Consegna -
Prosegui il testo sulla stampa 3D a base di cellulosa, riprendendo subito dopo la sua ultima frase.

Testo di riferimento -
▬▬▬▬▬▬▬▬▬▬

Se la stampa 3D passasse alla cellulosa














La diffusione della stampa 3D arriva in un momento in cui il Pianeta si sta finalmente ponendo sul serio il problema dei rifiuti della plastica. Ma i polimeri impiegati nelle stampanti tridimensionali sono ancora di difficile riciclo. Come far sì, allora, che il settore della produzione additiva possa conciliare diffusione e rispetto ambientale? La risposta arriva dalla University of Technology and Design (SUTD) di Singapore, la stessa che sta lavorando ormai da tempo sulle tecniche di recupero e reimpiego dei fotopolimeri termoindurenti (leggi anche La plastica della stampante 3D? A Singapore hanno scoperto come riciclarla).
I ricercatori stanno testando materiali alternativi che possano adattarsi alla stampa 3D senza tuttavia effetti inquinati. Il più promettente è la cellulosa, uno dei composti organici naturali e allo stesso tempo sottoprodotto industriale più abbondante e diffuso sulla Terra. Il team di scienziati è riuscito a dimostrare l’uso della cellulosa nella fabbricazione sostenibile di oggetti di grandi dimensioni, stampati tridimensionalmente.

▬▬▬▬▬▬▬▬▬▬

Estratto del materiale -
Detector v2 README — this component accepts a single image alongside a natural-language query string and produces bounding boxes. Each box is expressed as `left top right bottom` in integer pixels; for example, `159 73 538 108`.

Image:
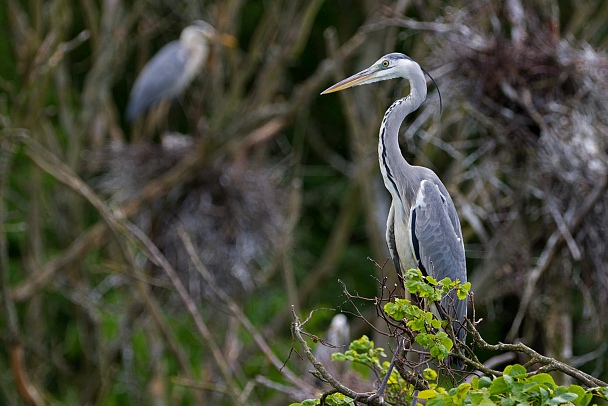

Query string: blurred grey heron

▬▬▬▬▬▬▬▬▬▬

Svolgimento -
L’approccio, messo a punto nei laboratori del SUTD, non si focalizza sulle piante verdi bensì sugli oomiceti, organismi viventi classificati un tempo come funghi (e oggi assegnati al regno dei Chromista) e la parete cellulare è formata da una miscela di composti cellulosici. I ricercatori hanno riprodotto la loro parete introducendo piccole quantità di chitina tra le fibre di cellulosa. Il materiale risultante è forte, leggero ed economico, e può essere modellato o lavorato usando tecniche del legno. E, soprattutto, è completamente ecologico, scalabile, riproducibile ovunque senza strutture specializzate e completamente biodegradabile in condizioni naturali.

Il costo del FLAM (questo il nome con cui è stato battezzato) è nella gamma delle materie plastiche prime e 10 volte inferiore al costo dei comuni filamenti per la stampa 3D, come il PLA (acido polilattico) e l’ABS (acrilonitrile-butadiene-stirene). “Riteniamo che questo primo processo di produzione additiva su larga scala con i polimeri biologici diffusi sarà il catalizzatore per il passaggio a modelli di produzione ecocompatibili e circolari, in cui i materiali vengono prodotti, utilizzati e degradati in sistemi regionali chiusi”, spiega Javier Gomez Fernandez, co-autore dello studio. “[…] si tratta probabilmente di uno dei risultati tecnologici di maggior successo nel campo dei materiali bioispirati”.